Où en sommes-nous? et autres textes

Où en sommes-nous? & autres textes de Miguel Amorós
Typemachine, Gand (Belgique)
88 p., mai 2008

Beaucoup n’ont découvert Amorós, membre espagnol de l’Encyclopédie des Nuisances, que lors de la parution de son Durruti dans le labyrinthe (EdN, 2007). Il existe maintenant une traduction de plusieurs de ses textes, qui reflètent plus les thèmes sur lesquels il s’est fait connaître de l’autre côté des Pyrénées, comme l’autonomie ouvrière et la question des assemblées, ou la technologie et la question de l’Etat. De nombreux points séparent ce marxiste post-situationaliste des anarchistes, aussi, plutôt que de procéder à une resucée de ces divergences, avons-nous jugé intéressant de republier ici l’introduction critique à ces traductions.

Les articles et comptes rendus de causeries qui composent ce recueil ont été écrits par Miguel Amorós comme autant d’apports aux débats en cours en Espagne.
Nous avons décidé de les traduire pour l’éclairage qu’ils portent sur l’histoire contemporaine espagnole, pour la réflexion menée autour de la technologie et des rapports sociaux et le lien fait entre les luttes contre les nuisances et l’histoire de la lutte des classes. Nous avons aussi apprécié la critique portée sur les différentes formes que peut prendre l’aliénation moderne y compris la fausse contestation (réformisme, luttes parcellaires, pièges des conflits régulateurs du capitalisme, etc.).

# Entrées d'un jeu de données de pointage
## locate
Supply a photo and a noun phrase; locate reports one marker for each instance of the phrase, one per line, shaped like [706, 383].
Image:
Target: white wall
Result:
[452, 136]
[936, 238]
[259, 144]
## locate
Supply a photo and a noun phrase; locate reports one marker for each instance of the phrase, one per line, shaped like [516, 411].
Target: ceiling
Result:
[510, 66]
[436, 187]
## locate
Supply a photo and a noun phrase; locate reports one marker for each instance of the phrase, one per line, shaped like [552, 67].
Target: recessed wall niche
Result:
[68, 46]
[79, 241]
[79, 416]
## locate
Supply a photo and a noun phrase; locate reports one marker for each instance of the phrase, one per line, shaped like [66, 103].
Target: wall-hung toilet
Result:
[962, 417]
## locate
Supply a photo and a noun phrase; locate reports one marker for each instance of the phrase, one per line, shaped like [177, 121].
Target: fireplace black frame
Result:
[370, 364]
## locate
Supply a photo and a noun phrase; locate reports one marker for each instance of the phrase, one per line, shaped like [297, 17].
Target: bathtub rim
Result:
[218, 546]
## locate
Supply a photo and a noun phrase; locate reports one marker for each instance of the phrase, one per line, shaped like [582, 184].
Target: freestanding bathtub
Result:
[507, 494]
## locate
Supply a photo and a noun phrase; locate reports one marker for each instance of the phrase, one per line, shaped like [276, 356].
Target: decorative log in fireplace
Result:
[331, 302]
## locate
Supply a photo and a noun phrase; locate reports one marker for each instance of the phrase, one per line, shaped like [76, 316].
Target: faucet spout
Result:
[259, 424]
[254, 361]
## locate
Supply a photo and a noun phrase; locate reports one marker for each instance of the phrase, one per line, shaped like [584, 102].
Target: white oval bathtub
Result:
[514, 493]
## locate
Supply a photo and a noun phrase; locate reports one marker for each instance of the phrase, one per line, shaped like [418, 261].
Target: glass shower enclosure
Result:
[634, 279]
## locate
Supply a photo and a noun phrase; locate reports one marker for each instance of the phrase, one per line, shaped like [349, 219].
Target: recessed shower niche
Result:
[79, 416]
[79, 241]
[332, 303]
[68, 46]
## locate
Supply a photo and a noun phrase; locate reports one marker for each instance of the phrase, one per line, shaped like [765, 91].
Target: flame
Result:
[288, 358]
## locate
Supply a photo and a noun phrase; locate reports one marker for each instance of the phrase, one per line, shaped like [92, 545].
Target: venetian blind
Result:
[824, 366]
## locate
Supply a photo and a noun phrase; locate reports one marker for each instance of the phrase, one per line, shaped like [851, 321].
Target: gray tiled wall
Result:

# Énoncé
Modifiez la présentation du recueil entre « 88 p., mai 2008 » et « à ces traductions. » inclus, en substituant « dédale » à « labyrinthe ». Le listing n'a aucun lien avec la présentation du recueil.

# Corrigé
88 p., mai 2008

Beaucoup n’ont découvert Amorós, membre espagnol de l’Encyclopédie des Nuisances, que lors de la parution de son Durruti dans le dédale (EdN, 2007). Il existe maintenant une traduction de plusieurs de ses textes, qui reflètent plus les thèmes sur lesquels il s’est fait connaître de l’autre côté des Pyrénées, comme l’autonomie ouvrière et la question des assemblées, ou la technologie et la question de l’Etat. De nombreux points séparent ce marxiste post-situationaliste des anarchistes, aussi, plutôt que de procéder à une resucée de ces divergences, avons-nous jugé intéressant de republier ici l’introduction critique à ces traductions.